* [Passage]
===============

Professor John Milloy stared at me with a learned hostility obviously gained from years of intimidating undergraduates, from his pontifical perch at the back of the lecture hall at Trent University. It was a cold evening in the spring of 2006, and nobody in government or church had yet thought of using an apology to immunize themselves from doing jail time for the crime.

The pout on John's chubby countenance spread into an angry scowl as I began describing to a shocked audience some facts that normally dwell far, far far away from Canadian academic discourse, like piles of childrens' bones under churches.

The topic that night was crimes in Canadian Indian residential schools, and John, being the officially approved expert on the subject, started jumping and groaning like it was he, and not Indian kids, who had been at the receiving end of an electric cattle prod.

After I ignored his noises and began speaking about the documented death rate of more than fifty percent in the residential schools, John Boy just couldn't contain himself any longer, and he cried out,

"All that's been debunked!"

I stared at the guy, and thought his ejaculation sort of, well, a little odd, considering that he himself had cited the fifty percent death rate claim in his own book, A National Crime.

I reminded John of this fact and he looked like he had just swallowed a large jalapeno. He sputtered,

"Just because so many died doesn't mean it was deliberate!".

John Milloy really is a big, fat idiot.

Later, I began wondering how incredible dumbos like Milloy - who really seems to believe that thousands of kids can somehow die accidentally - get appointed as the court scholar and head muckamuck for every Say-Nothing Royal Commission on Indians for the past twenty years?

===============

* [Dataset records]
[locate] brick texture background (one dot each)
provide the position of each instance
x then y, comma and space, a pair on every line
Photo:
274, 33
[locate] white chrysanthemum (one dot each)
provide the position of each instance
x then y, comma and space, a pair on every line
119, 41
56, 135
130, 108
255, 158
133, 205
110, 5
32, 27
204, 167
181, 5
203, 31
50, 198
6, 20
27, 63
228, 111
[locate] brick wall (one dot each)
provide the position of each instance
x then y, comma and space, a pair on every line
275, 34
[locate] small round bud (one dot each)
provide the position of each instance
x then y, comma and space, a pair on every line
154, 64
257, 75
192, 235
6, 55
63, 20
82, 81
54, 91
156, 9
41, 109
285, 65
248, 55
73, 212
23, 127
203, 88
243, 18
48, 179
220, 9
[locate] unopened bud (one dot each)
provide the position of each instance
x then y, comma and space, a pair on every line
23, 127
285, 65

===============

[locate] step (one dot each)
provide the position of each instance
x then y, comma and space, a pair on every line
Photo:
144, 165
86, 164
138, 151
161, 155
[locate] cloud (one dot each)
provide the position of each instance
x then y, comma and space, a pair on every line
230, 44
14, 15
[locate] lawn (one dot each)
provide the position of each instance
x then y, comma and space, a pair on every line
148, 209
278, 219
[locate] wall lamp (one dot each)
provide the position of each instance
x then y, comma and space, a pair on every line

===============

* [Challenge 1] In the residential schools passage, rewrite everything from "I reminded John" down to "big, fat idiot.", putting "lemon" where "jalapeno" appears.
* [Challenge 2] How many lines of the rows contain the string "wall"? Reply with the number only.

* [Correct result 1]
I reminded John of this fact and he looked like he had just swallowed a large lemon. He sputtered,

"Just because so many died doesn't mean it was deliberate!".

John Milloy really is a big, fat idiot.

* [Correct result 2] 2